--- SOURCE EXTRACT ---
◇ ◇ ◇
South Korean invasion
South Korean invasion: Part II
Opinion Written by Omerta / Butch del Castillo - Business Mirror
In my previous column (“The South Korean Invasion,” June 26 issue), I wrote about how the Jisan Mining Corp. of South Korea despoiled the black-sand beaches and adjoining farmlands of six coastal towns in Cagayan, home province of Senate President Juan Ponce Enrile. The piece was based on accounts of irate Cagayan residents supporting a courageous town executive, Buguey Mayor Ignacio M. Taruc, who was recently suspended by the provincial government (ostensibly for simple misconduct).
That mining company had found in those black-sand beaches an incredibly rich source of magnetite. Magnetite is a mineral used by South Korea’s giant steel industry in the iron-smelting process.
Over and above the violent objections of the people of Cagayan—but with the help of unusually accommodating municipal and provincial authorities—Jisan Mining was able to literally slice off, and send home, the once-pristine beachfronts which Cagayan folk used to be proud of.
This unspeakable deed, of course, couldn’t have been committed without the consent of the local officials of that province. A reader identified in his blog only as “Subicslugger” has aptly said, “The major problem with Koreans in the Philippines is the fact that Filipino officials let the Koreans do whatever they want…. All it takes is a couple of white envelopes.” The Koreans (Jisan Mining, Subic Bay High Rise), he adds, have little regard for the environment and even less regard for the local population. (I agree completely, except that brown manila envelopes, not small white ones, may have actually figured in the Cagayan scenario.)
◇ ◇ ◇
(Shape labeling items for pictures)
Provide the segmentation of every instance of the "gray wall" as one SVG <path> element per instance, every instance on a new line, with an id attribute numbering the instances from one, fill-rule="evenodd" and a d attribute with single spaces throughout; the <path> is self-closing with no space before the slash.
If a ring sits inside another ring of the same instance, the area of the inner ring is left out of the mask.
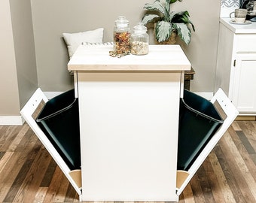
<path id="1" fill-rule="evenodd" d="M 38 86 L 30 0 L 2 0 L 0 19 L 0 116 L 19 116 Z"/>
<path id="2" fill-rule="evenodd" d="M 153 0 L 32 1 L 39 86 L 44 91 L 64 91 L 72 87 L 72 78 L 66 68 L 69 58 L 62 32 L 104 27 L 104 41 L 112 41 L 116 18 L 125 15 L 133 26 L 141 20 L 145 3 L 150 2 Z M 184 0 L 175 4 L 175 8 L 176 11 L 189 11 L 197 29 L 189 47 L 183 46 L 197 72 L 191 89 L 213 92 L 220 1 Z"/>
<path id="3" fill-rule="evenodd" d="M 0 2 L 0 115 L 17 115 L 19 92 L 9 0 Z"/>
◇ ◇ ◇
--- STATED TASK 1 ---
According to the column, why did Jisan Mining want the black-sand beaches of Cagayan?
--- STATED TASK 2 ---
Please copy out all of the shape labeling records line for line, leaving out the pictures.

--- COMPLETE RESPONSE 1 ---
The company found in those beaches an incredibly rich source of magnetite. South Korea's giant steel industry uses that mineral in the iron-smelting process.

--- COMPLETE RESPONSE 2 ---
Provide the segmentation of every instance of the "gray wall" as one SVG <path> element per instance, every instance on a new line, with an id attribute numbering the instances from one, fill-rule="evenodd" and a d attribute with single spaces throughout; the <path> is self-closing with no space before the slash.
If a ring sits inside another ring of the same instance, the area of the inner ring is left out of the mask.
<path id="1" fill-rule="evenodd" d="M 38 86 L 30 0 L 2 0 L 0 19 L 0 116 L 19 116 Z"/>
<path id="2" fill-rule="evenodd" d="M 153 0 L 32 1 L 39 86 L 44 91 L 64 91 L 72 87 L 72 78 L 66 68 L 69 58 L 62 32 L 104 27 L 104 41 L 112 41 L 116 18 L 125 15 L 133 26 L 141 20 L 145 3 L 150 2 Z M 184 0 L 175 4 L 175 8 L 176 11 L 189 11 L 197 29 L 189 47 L 183 46 L 197 72 L 191 89 L 213 92 L 220 1 Z"/>
<path id="3" fill-rule="evenodd" d="M 0 2 L 0 115 L 17 115 L 19 92 L 9 0 Z"/>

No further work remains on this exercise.